Task directions
Copy verbatim the part of the rows that opens with the line containing "Target: military uniform" and closes with the line containing "(1105, 355)", both lines included.

------------------------------------------------------------------------

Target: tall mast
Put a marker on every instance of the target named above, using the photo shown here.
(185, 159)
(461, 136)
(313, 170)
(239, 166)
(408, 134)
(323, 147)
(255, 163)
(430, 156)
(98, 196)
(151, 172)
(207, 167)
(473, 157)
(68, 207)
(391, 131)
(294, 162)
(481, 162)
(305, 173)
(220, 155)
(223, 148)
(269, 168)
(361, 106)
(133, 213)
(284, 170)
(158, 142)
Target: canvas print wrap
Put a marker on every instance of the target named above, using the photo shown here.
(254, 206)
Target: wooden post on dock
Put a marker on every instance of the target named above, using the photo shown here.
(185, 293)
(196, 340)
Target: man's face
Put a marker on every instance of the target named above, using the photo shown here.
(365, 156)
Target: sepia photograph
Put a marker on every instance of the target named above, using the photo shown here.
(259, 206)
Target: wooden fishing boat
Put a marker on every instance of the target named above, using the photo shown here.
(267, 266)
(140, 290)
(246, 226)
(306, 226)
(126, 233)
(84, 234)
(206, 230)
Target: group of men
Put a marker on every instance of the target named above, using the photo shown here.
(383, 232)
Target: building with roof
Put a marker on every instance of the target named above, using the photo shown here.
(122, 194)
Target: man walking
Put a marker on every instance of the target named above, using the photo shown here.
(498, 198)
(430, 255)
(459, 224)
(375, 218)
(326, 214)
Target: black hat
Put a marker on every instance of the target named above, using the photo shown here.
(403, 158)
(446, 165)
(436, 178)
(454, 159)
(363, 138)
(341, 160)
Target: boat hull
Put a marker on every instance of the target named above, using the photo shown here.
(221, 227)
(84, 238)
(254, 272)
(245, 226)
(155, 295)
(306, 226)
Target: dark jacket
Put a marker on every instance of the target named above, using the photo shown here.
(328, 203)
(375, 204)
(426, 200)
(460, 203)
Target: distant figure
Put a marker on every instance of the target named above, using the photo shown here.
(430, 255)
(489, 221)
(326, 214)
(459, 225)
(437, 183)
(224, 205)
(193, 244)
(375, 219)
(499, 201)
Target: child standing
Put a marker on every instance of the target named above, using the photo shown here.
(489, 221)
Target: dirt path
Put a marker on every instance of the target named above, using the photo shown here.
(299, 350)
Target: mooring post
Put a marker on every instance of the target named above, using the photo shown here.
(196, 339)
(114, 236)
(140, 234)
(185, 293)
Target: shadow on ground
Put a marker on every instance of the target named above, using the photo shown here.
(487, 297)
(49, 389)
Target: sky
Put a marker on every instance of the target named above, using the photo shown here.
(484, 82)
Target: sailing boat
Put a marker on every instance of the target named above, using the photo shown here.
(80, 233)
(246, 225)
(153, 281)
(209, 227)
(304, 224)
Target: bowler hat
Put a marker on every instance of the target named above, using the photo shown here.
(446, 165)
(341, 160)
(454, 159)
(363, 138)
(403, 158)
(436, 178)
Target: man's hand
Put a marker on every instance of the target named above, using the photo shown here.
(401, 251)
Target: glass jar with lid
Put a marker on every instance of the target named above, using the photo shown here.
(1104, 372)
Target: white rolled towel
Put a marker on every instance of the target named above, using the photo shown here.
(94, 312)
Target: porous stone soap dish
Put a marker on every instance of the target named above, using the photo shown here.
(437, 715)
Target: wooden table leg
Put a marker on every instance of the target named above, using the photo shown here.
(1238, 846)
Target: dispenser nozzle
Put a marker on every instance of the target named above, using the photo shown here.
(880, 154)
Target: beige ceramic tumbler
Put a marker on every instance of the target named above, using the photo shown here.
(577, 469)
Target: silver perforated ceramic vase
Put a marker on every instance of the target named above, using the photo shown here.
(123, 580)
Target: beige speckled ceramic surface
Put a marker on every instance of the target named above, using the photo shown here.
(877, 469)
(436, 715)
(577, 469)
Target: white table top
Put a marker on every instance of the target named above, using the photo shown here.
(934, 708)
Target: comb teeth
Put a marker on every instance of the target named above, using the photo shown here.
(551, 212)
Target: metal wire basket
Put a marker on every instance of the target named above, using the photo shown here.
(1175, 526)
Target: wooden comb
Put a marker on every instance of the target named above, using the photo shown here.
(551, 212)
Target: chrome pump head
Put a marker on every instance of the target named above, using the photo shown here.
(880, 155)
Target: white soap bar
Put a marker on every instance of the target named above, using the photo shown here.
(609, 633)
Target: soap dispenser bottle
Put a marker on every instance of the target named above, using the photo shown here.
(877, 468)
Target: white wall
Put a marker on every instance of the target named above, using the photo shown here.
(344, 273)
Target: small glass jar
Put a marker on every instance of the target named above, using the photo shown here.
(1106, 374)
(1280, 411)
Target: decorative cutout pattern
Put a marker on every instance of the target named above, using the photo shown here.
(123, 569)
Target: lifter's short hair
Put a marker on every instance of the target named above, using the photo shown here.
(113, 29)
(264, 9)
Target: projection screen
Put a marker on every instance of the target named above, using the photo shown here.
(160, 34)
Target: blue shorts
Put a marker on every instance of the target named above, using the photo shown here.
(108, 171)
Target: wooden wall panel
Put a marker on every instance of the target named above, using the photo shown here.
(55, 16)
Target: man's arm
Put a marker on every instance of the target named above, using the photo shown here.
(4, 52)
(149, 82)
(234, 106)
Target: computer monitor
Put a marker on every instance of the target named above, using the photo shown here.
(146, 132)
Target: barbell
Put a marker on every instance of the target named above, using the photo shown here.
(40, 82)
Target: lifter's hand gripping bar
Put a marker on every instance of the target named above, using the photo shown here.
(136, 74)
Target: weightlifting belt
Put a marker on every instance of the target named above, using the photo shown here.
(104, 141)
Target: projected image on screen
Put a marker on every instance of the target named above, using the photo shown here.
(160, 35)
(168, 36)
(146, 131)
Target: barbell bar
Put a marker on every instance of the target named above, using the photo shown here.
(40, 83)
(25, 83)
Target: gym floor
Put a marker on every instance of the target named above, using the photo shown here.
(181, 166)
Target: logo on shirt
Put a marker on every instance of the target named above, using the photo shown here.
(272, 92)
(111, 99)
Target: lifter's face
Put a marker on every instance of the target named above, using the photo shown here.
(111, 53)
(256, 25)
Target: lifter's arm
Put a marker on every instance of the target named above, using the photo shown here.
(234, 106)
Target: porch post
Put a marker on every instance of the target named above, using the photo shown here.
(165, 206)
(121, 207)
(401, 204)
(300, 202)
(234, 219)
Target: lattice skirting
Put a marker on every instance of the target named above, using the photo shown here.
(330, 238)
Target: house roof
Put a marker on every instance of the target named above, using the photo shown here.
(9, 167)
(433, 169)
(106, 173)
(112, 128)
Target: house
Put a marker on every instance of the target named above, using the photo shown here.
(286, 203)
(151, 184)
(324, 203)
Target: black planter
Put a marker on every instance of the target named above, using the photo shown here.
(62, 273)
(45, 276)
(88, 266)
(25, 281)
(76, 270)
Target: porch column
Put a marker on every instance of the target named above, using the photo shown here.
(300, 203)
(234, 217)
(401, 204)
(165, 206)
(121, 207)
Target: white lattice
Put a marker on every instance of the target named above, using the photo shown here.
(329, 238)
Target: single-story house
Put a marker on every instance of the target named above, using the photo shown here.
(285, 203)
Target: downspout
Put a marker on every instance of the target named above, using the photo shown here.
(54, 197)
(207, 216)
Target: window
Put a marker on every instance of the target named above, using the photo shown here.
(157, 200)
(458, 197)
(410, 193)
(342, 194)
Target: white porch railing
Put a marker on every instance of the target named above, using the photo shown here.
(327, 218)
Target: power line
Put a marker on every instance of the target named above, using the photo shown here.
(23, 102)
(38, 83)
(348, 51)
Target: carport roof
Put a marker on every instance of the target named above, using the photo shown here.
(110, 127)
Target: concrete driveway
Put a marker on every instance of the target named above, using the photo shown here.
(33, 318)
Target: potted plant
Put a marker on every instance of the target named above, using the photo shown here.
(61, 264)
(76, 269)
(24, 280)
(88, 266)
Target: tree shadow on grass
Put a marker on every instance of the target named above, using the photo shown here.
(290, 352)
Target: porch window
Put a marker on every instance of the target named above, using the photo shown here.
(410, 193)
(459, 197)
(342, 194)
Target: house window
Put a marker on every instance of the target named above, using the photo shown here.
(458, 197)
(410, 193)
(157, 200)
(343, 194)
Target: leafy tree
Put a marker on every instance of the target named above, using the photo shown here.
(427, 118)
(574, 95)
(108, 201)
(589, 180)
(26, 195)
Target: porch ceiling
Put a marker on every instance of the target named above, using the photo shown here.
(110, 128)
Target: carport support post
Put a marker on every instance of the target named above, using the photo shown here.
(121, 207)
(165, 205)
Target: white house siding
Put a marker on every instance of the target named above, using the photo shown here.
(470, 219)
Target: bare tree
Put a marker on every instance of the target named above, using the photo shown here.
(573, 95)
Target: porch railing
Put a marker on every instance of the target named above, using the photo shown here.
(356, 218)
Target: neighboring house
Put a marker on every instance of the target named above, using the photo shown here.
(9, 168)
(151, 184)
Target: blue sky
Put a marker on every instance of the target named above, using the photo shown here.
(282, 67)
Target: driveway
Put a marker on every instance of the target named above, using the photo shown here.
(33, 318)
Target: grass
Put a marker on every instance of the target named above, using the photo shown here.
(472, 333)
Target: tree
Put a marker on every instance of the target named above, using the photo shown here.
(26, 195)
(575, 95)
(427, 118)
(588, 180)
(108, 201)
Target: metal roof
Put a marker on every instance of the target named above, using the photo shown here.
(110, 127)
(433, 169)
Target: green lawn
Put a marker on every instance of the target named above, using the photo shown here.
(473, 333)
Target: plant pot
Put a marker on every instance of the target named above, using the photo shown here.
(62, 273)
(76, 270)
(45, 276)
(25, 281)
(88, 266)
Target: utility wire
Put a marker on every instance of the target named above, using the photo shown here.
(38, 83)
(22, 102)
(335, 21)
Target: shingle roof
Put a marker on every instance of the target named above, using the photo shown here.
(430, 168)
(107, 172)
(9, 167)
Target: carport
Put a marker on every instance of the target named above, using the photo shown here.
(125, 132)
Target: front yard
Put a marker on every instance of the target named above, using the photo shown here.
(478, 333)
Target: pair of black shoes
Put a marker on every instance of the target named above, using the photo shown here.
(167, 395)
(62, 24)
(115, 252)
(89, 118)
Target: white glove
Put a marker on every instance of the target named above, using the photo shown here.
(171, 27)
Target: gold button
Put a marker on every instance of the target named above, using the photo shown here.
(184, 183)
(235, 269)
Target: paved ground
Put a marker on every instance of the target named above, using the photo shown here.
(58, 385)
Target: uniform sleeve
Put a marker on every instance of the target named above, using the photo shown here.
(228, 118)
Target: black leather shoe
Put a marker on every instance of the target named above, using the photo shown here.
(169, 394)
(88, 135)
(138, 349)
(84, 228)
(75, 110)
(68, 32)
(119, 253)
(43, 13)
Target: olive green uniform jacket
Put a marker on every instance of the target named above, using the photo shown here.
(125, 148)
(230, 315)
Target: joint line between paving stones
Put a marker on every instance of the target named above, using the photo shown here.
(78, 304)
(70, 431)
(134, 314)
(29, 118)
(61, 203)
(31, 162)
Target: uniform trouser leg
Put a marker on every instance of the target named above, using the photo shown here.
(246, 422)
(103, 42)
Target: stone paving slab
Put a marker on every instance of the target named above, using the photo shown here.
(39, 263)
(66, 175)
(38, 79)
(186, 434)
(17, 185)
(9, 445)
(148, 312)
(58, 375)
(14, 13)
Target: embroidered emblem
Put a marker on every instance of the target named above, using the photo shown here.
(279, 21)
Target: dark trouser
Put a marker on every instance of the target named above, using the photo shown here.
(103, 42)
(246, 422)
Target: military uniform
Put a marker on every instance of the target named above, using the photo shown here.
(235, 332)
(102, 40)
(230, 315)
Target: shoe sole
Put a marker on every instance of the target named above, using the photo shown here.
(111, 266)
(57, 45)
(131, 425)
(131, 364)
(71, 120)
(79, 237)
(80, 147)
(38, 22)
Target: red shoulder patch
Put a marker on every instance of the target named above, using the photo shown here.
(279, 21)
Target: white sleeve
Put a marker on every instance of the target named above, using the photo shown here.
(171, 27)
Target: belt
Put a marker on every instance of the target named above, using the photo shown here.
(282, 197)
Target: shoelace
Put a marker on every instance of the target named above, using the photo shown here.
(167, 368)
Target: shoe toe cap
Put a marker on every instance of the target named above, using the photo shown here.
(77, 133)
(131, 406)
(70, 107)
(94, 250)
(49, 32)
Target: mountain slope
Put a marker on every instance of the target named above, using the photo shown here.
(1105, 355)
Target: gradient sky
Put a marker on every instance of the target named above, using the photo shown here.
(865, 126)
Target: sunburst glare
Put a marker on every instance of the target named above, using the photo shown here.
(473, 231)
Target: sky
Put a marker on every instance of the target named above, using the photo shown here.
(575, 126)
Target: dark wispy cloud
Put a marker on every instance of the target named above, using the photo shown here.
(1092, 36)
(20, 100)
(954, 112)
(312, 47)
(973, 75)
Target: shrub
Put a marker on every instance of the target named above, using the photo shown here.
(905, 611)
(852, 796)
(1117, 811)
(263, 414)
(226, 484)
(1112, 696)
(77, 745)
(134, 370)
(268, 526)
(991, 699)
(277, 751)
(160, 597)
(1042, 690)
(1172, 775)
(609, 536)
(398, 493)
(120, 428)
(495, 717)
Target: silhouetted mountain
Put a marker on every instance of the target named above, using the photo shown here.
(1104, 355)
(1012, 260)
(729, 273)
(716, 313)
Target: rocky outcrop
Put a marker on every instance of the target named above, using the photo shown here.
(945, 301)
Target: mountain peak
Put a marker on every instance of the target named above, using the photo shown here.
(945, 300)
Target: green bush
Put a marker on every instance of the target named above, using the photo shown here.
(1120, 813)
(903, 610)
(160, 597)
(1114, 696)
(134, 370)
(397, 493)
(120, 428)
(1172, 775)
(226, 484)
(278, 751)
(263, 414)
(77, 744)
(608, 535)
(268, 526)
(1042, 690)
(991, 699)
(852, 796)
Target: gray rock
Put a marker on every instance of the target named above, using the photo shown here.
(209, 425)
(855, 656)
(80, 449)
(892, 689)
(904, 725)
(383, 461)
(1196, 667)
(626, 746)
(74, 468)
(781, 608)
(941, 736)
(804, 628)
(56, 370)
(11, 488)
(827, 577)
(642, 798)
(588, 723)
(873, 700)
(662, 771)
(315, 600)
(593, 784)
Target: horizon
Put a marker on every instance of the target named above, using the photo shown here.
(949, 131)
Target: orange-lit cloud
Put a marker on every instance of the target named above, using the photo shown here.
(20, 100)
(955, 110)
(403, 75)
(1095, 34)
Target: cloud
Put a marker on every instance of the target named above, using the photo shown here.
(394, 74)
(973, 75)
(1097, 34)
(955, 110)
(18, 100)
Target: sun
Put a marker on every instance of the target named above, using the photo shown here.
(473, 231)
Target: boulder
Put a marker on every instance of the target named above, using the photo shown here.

------------------------------------------------------------------------

Answer to this problem
Target: military uniform
Put a marker on every instance of the target named above, using the photo shown here.
(235, 332)
(102, 40)
(230, 315)
Target: shoe sole
Put a marker on every instance of the target named above, using the photo shown here.
(111, 266)
(57, 45)
(131, 425)
(131, 364)
(71, 120)
(79, 237)
(80, 147)
(38, 22)
Target: red shoulder patch
Put a marker on every instance of the target named above, using the photo shown here.
(279, 21)
Target: white sleeve
Put a marker on every instance of the target named above, using the photo shown here.
(171, 27)
Target: belt
Put a marker on every instance of the target named above, using the photo shown here.
(282, 197)
Target: shoelace
Put a marker on every instance of the target named above, using the photo shown here.
(167, 368)
Target: shoe toe cap
Put a marker on every instance of the target named above, using the photo shown here.
(77, 133)
(131, 406)
(70, 107)
(94, 250)
(49, 32)
Target: mountain slope
Put a marker on every instance of the target named above, using the photo shown here.
(1105, 355)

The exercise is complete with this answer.